**ASSIGNED TASK**: All records need to be reproduced exactly. Keep every word as it is.

**INPUT MATERIAL**:
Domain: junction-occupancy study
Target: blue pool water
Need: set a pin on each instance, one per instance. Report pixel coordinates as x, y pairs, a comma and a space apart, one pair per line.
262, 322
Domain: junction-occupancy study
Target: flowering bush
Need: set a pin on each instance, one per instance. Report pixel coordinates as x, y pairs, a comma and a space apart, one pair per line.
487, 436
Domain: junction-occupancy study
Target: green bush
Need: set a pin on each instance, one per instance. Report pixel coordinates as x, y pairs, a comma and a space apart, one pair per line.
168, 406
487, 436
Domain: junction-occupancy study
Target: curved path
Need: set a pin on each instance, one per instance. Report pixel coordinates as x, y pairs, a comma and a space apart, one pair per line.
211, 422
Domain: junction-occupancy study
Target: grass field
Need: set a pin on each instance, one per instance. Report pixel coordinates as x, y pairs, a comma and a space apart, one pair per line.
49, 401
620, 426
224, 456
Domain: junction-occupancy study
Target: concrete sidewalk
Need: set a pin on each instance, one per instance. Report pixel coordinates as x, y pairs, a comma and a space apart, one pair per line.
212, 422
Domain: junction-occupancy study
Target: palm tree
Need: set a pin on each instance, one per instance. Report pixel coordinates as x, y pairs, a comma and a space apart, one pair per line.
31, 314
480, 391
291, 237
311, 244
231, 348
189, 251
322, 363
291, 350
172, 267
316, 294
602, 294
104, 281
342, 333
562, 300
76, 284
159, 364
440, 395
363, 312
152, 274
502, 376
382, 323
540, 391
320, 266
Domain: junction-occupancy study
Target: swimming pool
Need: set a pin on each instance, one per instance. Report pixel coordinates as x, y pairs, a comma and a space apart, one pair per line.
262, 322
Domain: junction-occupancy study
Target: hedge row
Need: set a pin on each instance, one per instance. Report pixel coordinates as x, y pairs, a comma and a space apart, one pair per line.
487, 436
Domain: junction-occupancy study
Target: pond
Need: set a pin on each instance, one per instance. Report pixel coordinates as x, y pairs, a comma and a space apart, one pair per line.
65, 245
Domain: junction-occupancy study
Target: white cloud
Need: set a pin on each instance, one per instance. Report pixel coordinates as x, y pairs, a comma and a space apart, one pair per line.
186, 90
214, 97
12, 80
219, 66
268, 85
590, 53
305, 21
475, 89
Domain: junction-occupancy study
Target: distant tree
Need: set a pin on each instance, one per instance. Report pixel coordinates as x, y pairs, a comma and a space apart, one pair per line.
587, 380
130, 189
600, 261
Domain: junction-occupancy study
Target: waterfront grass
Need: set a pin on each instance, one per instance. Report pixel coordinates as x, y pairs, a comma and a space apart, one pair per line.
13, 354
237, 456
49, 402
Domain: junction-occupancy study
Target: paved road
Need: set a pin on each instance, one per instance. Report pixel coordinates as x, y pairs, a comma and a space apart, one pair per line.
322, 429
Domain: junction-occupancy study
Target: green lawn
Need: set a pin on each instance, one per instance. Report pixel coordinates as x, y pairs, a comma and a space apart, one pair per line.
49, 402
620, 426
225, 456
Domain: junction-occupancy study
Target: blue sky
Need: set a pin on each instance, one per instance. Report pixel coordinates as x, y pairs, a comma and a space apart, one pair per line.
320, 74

**ANSWER SPACE**:
Domain: junction-occupancy study
Target: blue pool water
Need: set a pin on each instance, one per instance. Report pixel coordinates as x, y pairs, a comma and a space apart, one pair per line.
262, 322
Domain: junction-occupancy study
Target: flowering bush
Need: set a pin on each instance, one per instance. Report pixel coordinates as x, y pairs, a comma and a space apart, one pair per line.
487, 436
Domain: junction-occupancy study
Target: green bush
Need: set a pin on each instance, one per instance. Report pixel coordinates as x, y pairs, a comma and a space apart, one pair per line.
168, 406
487, 436
Domain: junction-occupancy study
Target: curved path
Need: set a pin on each instance, one per instance. Report pixel coordinates as x, y pairs, a comma and a space apart, one pair per line.
211, 422
Domain: junction-occupancy study
Target: grass field
Need: set a pin on each instance, one per instance. Report pixel coordinates as x, y pairs, a comma and a space apart, one pair per line.
49, 401
620, 426
224, 456
Domain: junction-occupancy study
Target: concrete sidewalk
Need: set a pin on each instance, one per instance. Report pixel coordinates as x, y pairs, a comma and a space apart, one pair per line.
212, 422
Domain: junction-occupancy study
Target: palm tree
Need: set a pin on each instance, one per instance. Report pixel coordinates as x, y pairs, a comma and a space apart, one pair per line.
31, 314
480, 391
291, 237
311, 244
231, 348
189, 251
322, 363
291, 350
172, 267
316, 294
602, 294
104, 281
342, 333
562, 300
76, 284
159, 364
440, 395
363, 312
152, 274
502, 376
382, 323
540, 391
320, 266
Domain: junction-occupancy study
Target: swimming pool
Need: set a pin on each instance, one per instance. Report pixel coordinates as x, y pairs, a comma and a space apart, one pair per line.
262, 322
Domain: junction-occupancy study
Target: hedge row
Need: set a pin on each instance, one per instance. Report pixel coordinates as x, y pairs, a comma and a space apart, one pair per line.
487, 436
Domain: junction-occupancy study
Target: pond
Need: set a pin on each instance, one per instance. Report pixel coordinates as x, y pairs, a comma and a space apart, one pair per line.
65, 245
Domain: junction-occupancy study
Target: white cloud
Need: set a pin on each instance, one per instance. Report pixel coordinates as x, y pairs, a comma and a space apart, one pair per line.
186, 90
214, 97
12, 80
219, 66
268, 85
590, 53
305, 21
475, 89
Domain: junction-occupancy study
Target: distant tree
Need: set a pin on each instance, one per instance. Report pixel coordinates as x, y pairs, a comma and a space apart, one pair per line.
587, 380
130, 189
600, 261
Domain: junction-occupancy study
Target: waterfront grass
Need: set a pin on each instance, one per instance. Report pixel coordinates as x, y pairs, a comma and a space apart, one pair per line.
13, 354
237, 456
49, 402
Domain: junction-occupancy study
Target: paved road
Need: set a pin on each instance, one per instance. Report pixel coordinates as x, y pairs, a comma and a space apart, one pair per line.
322, 429
Domain: junction-occupancy study
Target: green lawn
Need: set a pin on each instance, one per instance. Report pixel coordinates as x, y pairs, a comma and a space apart, one pair per line.
49, 402
620, 426
225, 456
Domain: junction-occupancy study
Target: blue sky
Need: set a pin on each instance, one per instance. Report pixel coordinates as x, y pairs, a comma and a space apart, one pair per line.
320, 74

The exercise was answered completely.